*What this task involves*:
Present all of the material below as a numbered list, leaving out any blank lines.

--- The data ---

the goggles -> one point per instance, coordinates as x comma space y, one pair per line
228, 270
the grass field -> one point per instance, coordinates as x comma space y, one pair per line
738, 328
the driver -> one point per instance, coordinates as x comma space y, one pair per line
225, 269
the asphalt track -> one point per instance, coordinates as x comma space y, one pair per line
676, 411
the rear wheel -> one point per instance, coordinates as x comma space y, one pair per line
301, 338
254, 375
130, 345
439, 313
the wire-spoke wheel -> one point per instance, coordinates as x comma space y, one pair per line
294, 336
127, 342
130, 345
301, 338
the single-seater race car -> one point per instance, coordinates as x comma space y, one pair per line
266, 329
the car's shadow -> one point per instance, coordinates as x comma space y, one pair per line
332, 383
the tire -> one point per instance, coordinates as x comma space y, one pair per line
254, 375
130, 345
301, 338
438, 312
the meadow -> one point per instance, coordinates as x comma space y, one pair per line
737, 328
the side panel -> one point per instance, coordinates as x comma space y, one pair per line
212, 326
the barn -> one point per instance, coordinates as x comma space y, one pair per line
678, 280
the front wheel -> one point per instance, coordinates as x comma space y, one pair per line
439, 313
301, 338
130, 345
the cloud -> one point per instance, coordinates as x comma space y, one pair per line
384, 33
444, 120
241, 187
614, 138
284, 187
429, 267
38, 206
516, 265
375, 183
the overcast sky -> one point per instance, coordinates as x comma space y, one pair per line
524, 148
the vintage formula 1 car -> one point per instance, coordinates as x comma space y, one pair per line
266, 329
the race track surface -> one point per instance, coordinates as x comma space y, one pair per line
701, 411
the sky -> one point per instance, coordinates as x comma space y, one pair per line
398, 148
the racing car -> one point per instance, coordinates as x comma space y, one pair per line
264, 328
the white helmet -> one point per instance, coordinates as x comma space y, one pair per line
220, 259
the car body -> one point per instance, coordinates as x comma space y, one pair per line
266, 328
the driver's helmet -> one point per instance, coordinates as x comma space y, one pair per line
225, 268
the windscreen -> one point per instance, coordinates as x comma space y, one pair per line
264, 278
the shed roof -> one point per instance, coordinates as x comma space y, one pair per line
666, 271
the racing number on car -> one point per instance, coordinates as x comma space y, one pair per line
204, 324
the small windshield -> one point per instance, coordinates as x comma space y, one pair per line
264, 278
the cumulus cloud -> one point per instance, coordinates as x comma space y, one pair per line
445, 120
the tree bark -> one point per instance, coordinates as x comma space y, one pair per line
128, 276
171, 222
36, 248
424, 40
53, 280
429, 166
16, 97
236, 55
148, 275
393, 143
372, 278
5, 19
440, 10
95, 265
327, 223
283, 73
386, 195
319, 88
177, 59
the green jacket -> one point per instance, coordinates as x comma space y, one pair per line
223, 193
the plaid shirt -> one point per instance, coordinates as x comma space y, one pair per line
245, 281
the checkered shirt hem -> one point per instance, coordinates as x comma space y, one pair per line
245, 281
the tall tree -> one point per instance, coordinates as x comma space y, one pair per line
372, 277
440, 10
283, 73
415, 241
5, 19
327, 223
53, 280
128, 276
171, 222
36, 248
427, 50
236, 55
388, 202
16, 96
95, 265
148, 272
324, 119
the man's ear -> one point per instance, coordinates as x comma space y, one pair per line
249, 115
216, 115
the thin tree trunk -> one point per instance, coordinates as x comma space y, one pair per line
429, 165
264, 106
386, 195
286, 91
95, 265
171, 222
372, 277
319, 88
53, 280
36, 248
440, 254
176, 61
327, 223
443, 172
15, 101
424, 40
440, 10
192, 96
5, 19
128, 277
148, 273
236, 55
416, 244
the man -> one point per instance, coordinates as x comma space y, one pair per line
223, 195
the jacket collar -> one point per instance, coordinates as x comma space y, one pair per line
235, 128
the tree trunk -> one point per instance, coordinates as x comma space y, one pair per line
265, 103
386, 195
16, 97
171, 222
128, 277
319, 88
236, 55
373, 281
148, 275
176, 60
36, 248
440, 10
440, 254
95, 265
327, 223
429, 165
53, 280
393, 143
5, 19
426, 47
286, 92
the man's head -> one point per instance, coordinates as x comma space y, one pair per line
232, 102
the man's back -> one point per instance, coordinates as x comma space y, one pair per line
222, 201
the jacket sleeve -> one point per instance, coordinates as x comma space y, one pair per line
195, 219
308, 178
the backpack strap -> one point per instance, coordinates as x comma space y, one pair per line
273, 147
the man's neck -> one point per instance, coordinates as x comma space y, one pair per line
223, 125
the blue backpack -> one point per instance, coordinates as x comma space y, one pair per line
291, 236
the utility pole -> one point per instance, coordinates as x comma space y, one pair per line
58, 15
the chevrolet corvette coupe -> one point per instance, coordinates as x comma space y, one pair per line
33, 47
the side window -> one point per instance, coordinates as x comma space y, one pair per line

---

*Answer for this exercise*:
1. the goggles -> one point per instance, coordinates as x comma space y, one pair per line
2. 228, 270
3. the grass field -> one point per instance, coordinates as x comma space y, one pair per line
4. 738, 328
5. the driver -> one point per instance, coordinates as x comma space y, one pair per line
6. 225, 269
7. the asphalt track -> one point per instance, coordinates as x comma space y, one pair per line
8. 676, 411
9. the rear wheel -> one point per instance, coordinates as x comma space y, one pair per line
10. 301, 338
11. 254, 375
12. 130, 345
13. 439, 313
14. the wire-spoke wheel -> one point per instance, coordinates as x comma space y, one pair per line
15. 294, 336
16. 127, 342
17. 130, 345
18. 301, 338
19. the single-seater race car -> one point per instance, coordinates as x comma space y, one pair per line
20. 266, 329
21. the car's shadow -> one point per instance, coordinates as x comma space y, one pair per line
22. 332, 383
23. the tire -> one point per instance, coordinates as x comma space y, one pair per line
24. 254, 375
25. 130, 345
26. 301, 338
27. 438, 312
28. the meadow -> one point per instance, coordinates as x comma space y, one pair per line
29. 737, 328
30. the side panel -> one point per instance, coordinates as x comma space y, one pair per line
31. 212, 326
32. the barn -> one point per instance, coordinates as x comma space y, one pair per line
33. 678, 280
34. the front wheel -> one point per instance, coordinates as x comma space y, one pair per line
35. 439, 313
36. 301, 338
37. 130, 345
38. the cloud -> one point per instance, coordinates as x comma space y, one pair per line
39. 384, 33
40. 444, 120
41. 241, 187
42. 614, 138
43. 284, 187
44. 429, 267
45. 38, 206
46. 516, 265
47. 375, 183
48. the overcast sky -> one point per instance, coordinates as x comma space y, one pair per line
49. 524, 148
50. the vintage formula 1 car -> one point per instance, coordinates as x comma space y, one pair per line
51. 266, 329
52. the race track surface -> one point per instance, coordinates as x comma space y, one pair per line
53. 701, 411
54. the sky -> one point per instance, coordinates as x comma space y, one pair per line
55. 398, 148
56. the racing car -> one point per instance, coordinates as x comma space y, one pair per line
57. 264, 328
58. the white helmet -> one point per instance, coordinates as x comma space y, one pair per line
59. 220, 259
60. the car body -> one point per instance, coordinates as x comma space y, one pair per line
61. 266, 328
62. the driver's helmet -> one point per instance, coordinates as x comma space y, one pair per line
63. 225, 268
64. the windscreen -> one point per instance, coordinates as x comma space y, one pair per line
65. 264, 278
66. the shed roof -> one point per instance, coordinates as x comma space y, one pair per line
67. 666, 271
68. the racing number on car -> one point per instance, coordinates as x comma space y, one pair per line
69. 204, 324
70. the small windshield -> one point per instance, coordinates as x comma space y, one pair per line
71. 264, 278
72. the cumulus cloud -> one point per instance, coordinates as x comma space y, one pair per line
73. 445, 120
74. the tree bark -> one point per instance, coordinates as x comma space y, one pair per line
75. 128, 276
76. 171, 222
77. 36, 248
78. 424, 40
79. 53, 280
80. 429, 166
81. 16, 97
82. 236, 55
83. 148, 275
84. 393, 143
85. 372, 278
86. 5, 19
87. 440, 10
88. 95, 265
89. 327, 223
90. 283, 73
91. 386, 195
92. 319, 88
93. 177, 59
94. the green jacket -> one point per instance, coordinates as x comma space y, one pair per line
95. 223, 193
96. the plaid shirt -> one point per instance, coordinates as x comma space y, one pair per line
97. 245, 281
98. the checkered shirt hem -> one point per instance, coordinates as x comma space y, one pair per line
99. 245, 281
100. the tall tree -> one point per instance, coordinates as x comma space y, one pair per line
101. 372, 277
102. 440, 10
103. 283, 73
104. 415, 241
105. 5, 19
106. 327, 223
107. 53, 280
108. 128, 276
109. 171, 222
110. 36, 248
111. 427, 50
112. 236, 55
113. 388, 202
114. 16, 96
115. 95, 265
116. 148, 272
117. 324, 119
118. the man's ear -> one point per instance, coordinates as x comma space y, one pair per line
119. 249, 115
120. 216, 115
121. the thin tree trunk -> one point per instance, coordinates as x comma space y, one pair per line
122. 429, 165
123. 264, 106
124. 386, 195
125. 286, 91
126. 95, 265
127. 171, 222
128. 372, 277
129. 319, 88
130. 53, 280
131. 36, 248
132. 440, 254
133. 176, 61
134. 327, 223
135. 443, 172
136. 15, 101
137. 424, 40
138. 440, 10
139. 192, 96
140. 5, 19
141. 128, 277
142. 148, 273
143. 236, 55
144. 416, 244
145. the man -> one point per instance, coordinates as x comma space y, one pair per line
146. 223, 195
147. the jacket collar -> one point per instance, coordinates as x comma space y, one pair per line
148. 235, 128
149. the tree trunk -> one point per instance, coordinates as x comma space y, one pair per line
150. 265, 103
151. 386, 195
152. 16, 97
153. 171, 222
154. 128, 277
155. 319, 88
156. 236, 55
157. 373, 281
158. 148, 275
159. 176, 60
160. 36, 248
161. 440, 10
162. 440, 254
163. 95, 265
164. 327, 223
165. 429, 165
166. 53, 280
167. 393, 143
168. 5, 19
169. 426, 47
170. 286, 92
171. the man's head -> one point per instance, coordinates as x comma space y, one pair per line
172. 232, 102
173. the man's back -> one point per instance, coordinates as x comma space y, one pair per line
174. 222, 201
175. the jacket sleeve -> one point per instance, coordinates as x comma space y, one pair per line
176. 195, 219
177. 308, 178
178. the backpack strap -> one point per instance, coordinates as x comma space y, one pair per line
179. 273, 147
180. the man's neck -> one point per instance, coordinates as x comma space y, one pair per line
181. 223, 125
182. the blue backpack -> one point per instance, coordinates as x comma space y, one pair per line
183. 291, 236
184. the utility pole -> one point per instance, coordinates as x comma space y, one pair per line
185. 58, 15
186. the chevrolet corvette coupe -> one point per instance, coordinates as x comma space y, one pair per line
187. 33, 47
188. the side window -> one point per instance, coordinates as x comma space y, one pair per line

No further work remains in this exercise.